> _Dataset content_:
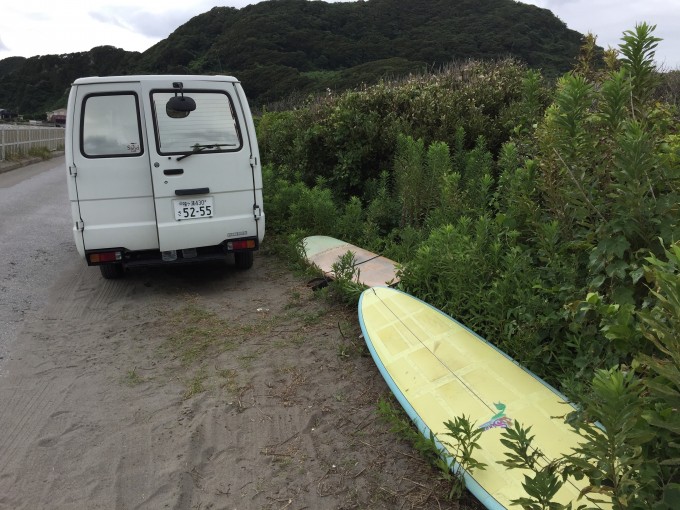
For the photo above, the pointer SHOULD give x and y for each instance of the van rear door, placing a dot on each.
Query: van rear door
(111, 190)
(202, 163)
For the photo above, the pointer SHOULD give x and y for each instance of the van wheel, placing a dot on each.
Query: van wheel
(244, 259)
(112, 271)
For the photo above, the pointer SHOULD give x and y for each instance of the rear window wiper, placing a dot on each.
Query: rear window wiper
(196, 148)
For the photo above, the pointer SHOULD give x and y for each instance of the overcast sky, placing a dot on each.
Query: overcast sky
(42, 27)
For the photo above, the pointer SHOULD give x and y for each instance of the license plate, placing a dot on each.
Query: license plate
(193, 208)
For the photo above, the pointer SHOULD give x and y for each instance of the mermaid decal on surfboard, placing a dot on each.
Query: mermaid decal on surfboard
(499, 420)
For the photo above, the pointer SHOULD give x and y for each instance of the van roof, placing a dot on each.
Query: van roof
(154, 77)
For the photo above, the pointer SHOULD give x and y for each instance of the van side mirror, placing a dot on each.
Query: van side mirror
(179, 107)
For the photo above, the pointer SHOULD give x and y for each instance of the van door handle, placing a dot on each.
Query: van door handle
(193, 191)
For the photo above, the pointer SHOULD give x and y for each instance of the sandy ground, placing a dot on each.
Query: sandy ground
(199, 387)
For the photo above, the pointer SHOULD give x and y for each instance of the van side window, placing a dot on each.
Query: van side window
(213, 125)
(110, 126)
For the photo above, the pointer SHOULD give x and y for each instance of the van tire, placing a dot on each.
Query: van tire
(112, 271)
(243, 259)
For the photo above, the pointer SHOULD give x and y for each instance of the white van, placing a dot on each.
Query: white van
(162, 170)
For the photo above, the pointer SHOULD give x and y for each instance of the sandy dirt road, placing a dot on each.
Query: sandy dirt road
(196, 387)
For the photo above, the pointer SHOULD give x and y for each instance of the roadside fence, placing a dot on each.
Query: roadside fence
(17, 141)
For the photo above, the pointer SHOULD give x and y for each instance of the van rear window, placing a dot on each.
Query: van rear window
(110, 126)
(212, 126)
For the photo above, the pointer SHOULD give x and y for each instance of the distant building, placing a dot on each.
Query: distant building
(7, 114)
(57, 117)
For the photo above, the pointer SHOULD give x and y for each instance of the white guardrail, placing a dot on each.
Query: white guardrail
(17, 140)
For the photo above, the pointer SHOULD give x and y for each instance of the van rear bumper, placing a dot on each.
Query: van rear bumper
(140, 258)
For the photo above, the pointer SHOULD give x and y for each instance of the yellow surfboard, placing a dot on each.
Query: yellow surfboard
(438, 369)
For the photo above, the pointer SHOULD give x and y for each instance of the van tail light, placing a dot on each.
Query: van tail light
(105, 256)
(248, 244)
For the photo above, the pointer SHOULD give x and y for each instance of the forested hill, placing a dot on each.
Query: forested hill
(278, 47)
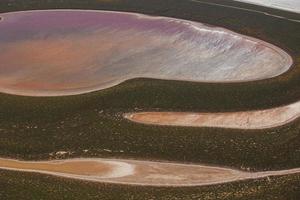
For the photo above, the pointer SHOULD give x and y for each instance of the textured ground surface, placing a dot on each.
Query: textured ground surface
(138, 172)
(101, 49)
(91, 125)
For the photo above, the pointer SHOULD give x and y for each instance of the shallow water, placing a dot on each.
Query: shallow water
(63, 52)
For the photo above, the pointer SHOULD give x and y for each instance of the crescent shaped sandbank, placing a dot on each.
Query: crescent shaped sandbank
(258, 119)
(134, 172)
(67, 52)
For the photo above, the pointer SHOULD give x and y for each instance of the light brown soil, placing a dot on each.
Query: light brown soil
(137, 172)
(242, 120)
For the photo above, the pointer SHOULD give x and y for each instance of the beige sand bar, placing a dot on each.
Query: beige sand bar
(134, 172)
(241, 120)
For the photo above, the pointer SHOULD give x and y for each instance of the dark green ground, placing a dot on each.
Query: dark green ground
(25, 186)
(35, 128)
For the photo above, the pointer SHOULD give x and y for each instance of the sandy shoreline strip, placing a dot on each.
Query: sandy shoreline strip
(134, 172)
(58, 52)
(240, 120)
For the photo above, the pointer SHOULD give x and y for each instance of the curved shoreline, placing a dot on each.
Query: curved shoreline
(144, 173)
(260, 119)
(222, 39)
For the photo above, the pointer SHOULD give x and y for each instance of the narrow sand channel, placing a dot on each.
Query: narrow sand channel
(241, 120)
(134, 172)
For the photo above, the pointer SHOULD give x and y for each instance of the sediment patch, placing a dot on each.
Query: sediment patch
(241, 120)
(134, 172)
(65, 52)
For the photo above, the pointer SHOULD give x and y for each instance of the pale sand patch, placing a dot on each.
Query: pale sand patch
(68, 52)
(134, 172)
(241, 120)
(288, 5)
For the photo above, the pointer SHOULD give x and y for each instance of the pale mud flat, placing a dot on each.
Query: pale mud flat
(66, 52)
(289, 5)
(241, 120)
(134, 172)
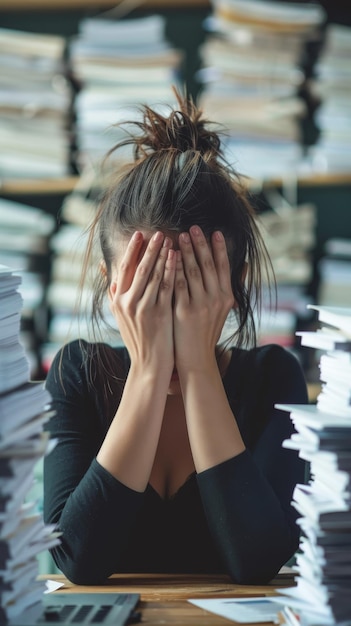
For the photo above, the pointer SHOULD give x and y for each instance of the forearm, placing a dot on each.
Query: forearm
(95, 523)
(213, 432)
(253, 532)
(129, 448)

> _Set task_:
Could you format every line of the entries above as a JSON list of strings, with one string per line, blank lines skipped and the pictures left out?

> _Solution to this problem_:
[
  "For the photo above, the pointer SHOULD give x and y for each instance of the van rear door, placing a dot on each.",
  "Query: van rear door",
  "(111, 190)",
  "(202, 163)",
  "For the photo above, the pointer SHOULD give x and y for each instance of the van wheel, placing a dot on each.",
  "Query: van wheel",
  "(244, 259)",
  "(112, 271)",
  "For the photo above, the pointer SHOULD give x and y for each instance of the rear window wiper, placing a dot on each.",
  "Query: rear window wiper",
  "(196, 148)",
  "For the photo above, the pointer SHOULD give x and y for each instance of the overcast sky, placing a dot on each.",
  "Query: overcast sky",
  "(42, 27)",
  "For the photo above, the pointer SHOULD give x and y for each instance of the license plate, placing a dot on each.",
  "Query: license plate",
  "(193, 208)",
  "For the photo above, the pointer SHOULD give x and y for each instance of the mermaid decal on surfboard, placing a dot on each.",
  "Query: mermaid decal on surfboard",
  "(499, 420)",
  "For the photo above, the pointer SHOULD give x and y for each instance of the van roof, placing a dot on each.",
  "Query: van roof",
  "(154, 77)",
  "For the photo above, the pointer SHOULD give x and y for each instance of the van side mirror, placing a dot on each.",
  "Query: van side mirror",
  "(179, 107)",
  "For the photo above, the pointer SHOULD give x and y for each instance of the van door handle, placing a dot on each.",
  "Query: van door handle",
  "(193, 191)",
  "For the photo above, the pointer SHOULD give x and y for each instance of the sandy ground, placing a dot on each.",
  "Query: sandy ground",
  "(199, 387)",
  "For the photo above, the pointer SHOULD give x and y for each instance of the van side window, placing a dot on each.",
  "Query: van side window",
  "(213, 125)",
  "(110, 126)",
  "For the photo above, the pointer SHOULD give x and y for each instance of the van tire, placing a dot on each.",
  "Query: van tire",
  "(112, 271)",
  "(243, 259)",
  "For the photo above, the pointer SHOULD give x and y for each instance of the white van, placing a dot on each.",
  "Query: white van",
  "(162, 170)",
  "For the photo above, the pointer SHOULD give x and y for each instance of the sandy dirt road, placing a dot on each.",
  "Query: sandy dirt road",
  "(196, 387)",
  "For the photo above, the pointer SHOULD give x and y for each instance of the roadside fence, placing a dot on each.",
  "Query: roadside fence",
  "(17, 141)",
  "For the photo above, the pointer SHOULD give x and y for each instance of the van rear window, placing a dot on each.",
  "Query: van rear window",
  "(110, 126)",
  "(212, 126)",
  "For the photo above, the pointer SHOULD give x and y for each instance of the distant building, placing a dot on each.",
  "Query: distant building",
  "(7, 114)",
  "(57, 117)",
  "For the photo above, the pointer SHOULD give x and y for each instance of the white guardrail, placing a dot on each.",
  "Query: white guardrail",
  "(17, 140)",
  "For the photo above, the pointer SHOULD give x and y for each instance of the van rear bumper, placing a dot on each.",
  "Query: van rear bumper",
  "(140, 258)",
  "For the photo above, the pointer SHOULD give x and y for each instance of the yellow surfboard, placing a dot on each.",
  "Query: yellow surfboard",
  "(438, 369)",
  "For the photo above, the pointer SHOULD give x and y for each instance of the van tail light, placing a dot on each.",
  "Query: van tail light",
  "(105, 256)",
  "(248, 244)",
  "For the photo above, the pointer SHOULD give x and y for each instance of the forested hill, placing a dot on each.",
  "Query: forested hill",
  "(278, 47)",
  "For the photo above, the pointer SHOULD give x and y for each instance of the textured ground surface, placing a dot on each.",
  "Query: textured ground surface",
  "(138, 172)",
  "(101, 49)",
  "(91, 125)",
  "For the photo above, the pointer SHOULD give x and y for each instance of the shallow water, placing a dot on each.",
  "Query: shallow water",
  "(63, 52)",
  "For the photo above, the pointer SHOULD give x and y for each instance of the crescent shaped sandbank, placing a dot on each.",
  "Query: crescent shaped sandbank",
  "(258, 119)",
  "(134, 172)",
  "(67, 52)",
  "For the photo above, the pointer SHOULD give x and y for each instance of the light brown soil, placing a dot on each.",
  "Query: light brown soil",
  "(137, 172)",
  "(242, 120)",
  "For the photo above, the pointer SHOULD give x and y for each instance of the beige sand bar, placing a dot on each.",
  "Query: beige sand bar",
  "(134, 172)",
  "(241, 120)",
  "For the photo above, the pointer SHOULD give x and y for each instance of the dark green ground, placing a dot on each.",
  "Query: dark green ground",
  "(25, 186)",
  "(35, 128)",
  "For the photo above, the pointer SHOULD give x and y for each instance of the sandy shoreline strip, placing a dot on each.",
  "Query: sandy shoreline strip",
  "(134, 172)",
  "(58, 52)",
  "(240, 120)",
  "For the photo above, the pointer SHOULD give x and y for each instance of the curved shoreline, placing a dot on each.",
  "Query: curved shoreline",
  "(144, 173)",
  "(260, 119)",
  "(222, 39)",
  "For the photo above, the pointer SHOULD give x and y for each instance of the narrow sand channel, placing a dot on each.",
  "Query: narrow sand channel",
  "(241, 120)",
  "(134, 172)",
  "For the photo above, the pointer SHOULD give x and y for each instance of the sediment patch, placing a dot on each.",
  "Query: sediment patch",
  "(241, 120)",
  "(134, 172)",
  "(65, 52)",
  "For the photo above, the pointer SHOULD give x and y for each instance of the pale sand patch, placing a dot on each.",
  "Query: pale sand patch",
  "(68, 52)",
  "(134, 172)",
  "(241, 120)",
  "(288, 5)",
  "For the photo above, the pointer SHOULD give x and y for each instance of the pale mud flat, placing a dot on each.",
  "Query: pale mud flat",
  "(66, 52)",
  "(289, 5)",
  "(241, 120)",
  "(134, 172)",
  "For the photo above, the pointer SHOULD give x and y for each instance of the forearm, placing a dot on each.",
  "Query: forearm",
  "(95, 523)",
  "(213, 432)",
  "(253, 532)",
  "(129, 448)"
]